— Start of Extracted data —

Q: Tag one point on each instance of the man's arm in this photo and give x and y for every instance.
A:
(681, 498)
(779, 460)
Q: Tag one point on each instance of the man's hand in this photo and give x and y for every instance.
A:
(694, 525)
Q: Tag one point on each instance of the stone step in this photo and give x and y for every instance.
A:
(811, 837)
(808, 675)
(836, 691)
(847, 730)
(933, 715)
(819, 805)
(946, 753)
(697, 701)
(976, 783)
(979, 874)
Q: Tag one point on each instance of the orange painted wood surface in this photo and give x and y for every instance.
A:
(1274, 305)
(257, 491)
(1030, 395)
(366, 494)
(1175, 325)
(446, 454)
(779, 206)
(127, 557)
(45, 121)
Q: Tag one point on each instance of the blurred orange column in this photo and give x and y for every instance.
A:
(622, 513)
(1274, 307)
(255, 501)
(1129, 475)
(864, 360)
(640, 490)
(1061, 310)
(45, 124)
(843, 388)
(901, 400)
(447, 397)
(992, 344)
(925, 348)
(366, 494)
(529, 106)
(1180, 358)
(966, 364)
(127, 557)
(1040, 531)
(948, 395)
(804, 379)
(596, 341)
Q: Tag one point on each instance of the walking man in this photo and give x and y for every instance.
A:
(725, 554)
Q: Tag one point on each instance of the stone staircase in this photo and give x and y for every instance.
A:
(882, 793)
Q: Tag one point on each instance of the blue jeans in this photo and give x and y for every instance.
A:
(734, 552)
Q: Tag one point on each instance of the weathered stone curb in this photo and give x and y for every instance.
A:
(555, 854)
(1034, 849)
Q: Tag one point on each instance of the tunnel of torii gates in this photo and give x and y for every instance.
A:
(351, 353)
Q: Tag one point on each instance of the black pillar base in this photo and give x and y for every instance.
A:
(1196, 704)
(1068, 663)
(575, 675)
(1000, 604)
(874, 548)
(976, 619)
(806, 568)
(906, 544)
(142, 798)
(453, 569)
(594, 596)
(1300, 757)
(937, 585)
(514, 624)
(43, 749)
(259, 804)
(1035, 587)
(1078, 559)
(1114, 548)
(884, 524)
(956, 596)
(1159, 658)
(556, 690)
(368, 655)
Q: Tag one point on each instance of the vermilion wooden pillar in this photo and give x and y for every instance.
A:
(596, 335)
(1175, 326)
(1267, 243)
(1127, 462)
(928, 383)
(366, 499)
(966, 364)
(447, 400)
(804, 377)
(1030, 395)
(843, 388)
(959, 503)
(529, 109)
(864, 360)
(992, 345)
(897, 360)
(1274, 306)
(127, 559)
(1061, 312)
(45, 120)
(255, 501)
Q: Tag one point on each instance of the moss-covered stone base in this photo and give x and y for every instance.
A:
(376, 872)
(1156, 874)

— End of Extracted data —

● What the exercise asks
Copy the material above, line for line.

● Correct output
Q: Tag one point on each instance of the man's arm in this photo and give x and y for every instance.
A:
(681, 498)
(779, 460)
Q: Tag one point on each instance of the man's hand in this photo and give x and y for every instance.
A:
(694, 525)
Q: Tag one point on each instance of the stone step in this photo and give x and y for every instance.
A:
(811, 837)
(808, 675)
(836, 691)
(847, 730)
(933, 715)
(819, 805)
(946, 753)
(697, 701)
(976, 783)
(979, 874)
Q: Tag one point on each instance of the orange painted wood surface in this photo and give x and y for every instance.
A:
(1274, 305)
(257, 491)
(1030, 395)
(366, 494)
(1175, 325)
(446, 454)
(779, 206)
(127, 557)
(45, 121)
Q: Tag one point on each instance of the blurred orange column in this photo and give x and y for every instance.
A:
(622, 513)
(1274, 307)
(255, 501)
(1129, 475)
(864, 360)
(640, 490)
(1061, 310)
(45, 124)
(843, 388)
(901, 400)
(447, 397)
(992, 344)
(925, 348)
(366, 494)
(529, 106)
(1180, 358)
(966, 364)
(127, 557)
(1040, 531)
(948, 395)
(804, 379)
(596, 341)
Q: Tag one point on each instance of the walking man in this photo and give x and y for every instance.
A:
(725, 554)
Q: Tag one point on each instance of the stone staircase in this photo and give x and y for every instance.
A:
(882, 793)
Q: Tag one point on each instance of the blue jeans in this photo and give x and y for every instance.
A:
(734, 552)
Q: Tag one point on each instance of the weathered stone curb in this photo and give x and y for every instance.
A:
(555, 854)
(1034, 849)
Q: Tag one point on each instance of the tunnel of torii gates in this photo and give x and y for every instance.
A:
(351, 353)
Q: Tag one point on each instance of the black pillar base in this photo and give x and y for every instance.
A:
(1196, 704)
(1068, 663)
(575, 675)
(1000, 604)
(874, 548)
(976, 619)
(806, 568)
(906, 544)
(142, 798)
(453, 569)
(594, 596)
(1300, 757)
(937, 585)
(514, 624)
(43, 749)
(259, 804)
(1035, 587)
(1078, 559)
(1114, 548)
(884, 524)
(956, 596)
(1159, 658)
(556, 690)
(368, 655)
Q: Tag one point on each instance of the vermilion wooden pillar in this photo and give x and y for every instance.
A:
(596, 335)
(1175, 326)
(1267, 243)
(1127, 462)
(928, 383)
(366, 499)
(966, 364)
(447, 400)
(804, 377)
(1030, 395)
(843, 388)
(959, 503)
(529, 109)
(864, 360)
(992, 345)
(897, 360)
(1274, 306)
(127, 559)
(1061, 312)
(45, 120)
(255, 501)
Q: Tag one point on each instance of the moss-covered stone base in this photo and give x and y for every instance.
A:
(376, 872)
(1156, 874)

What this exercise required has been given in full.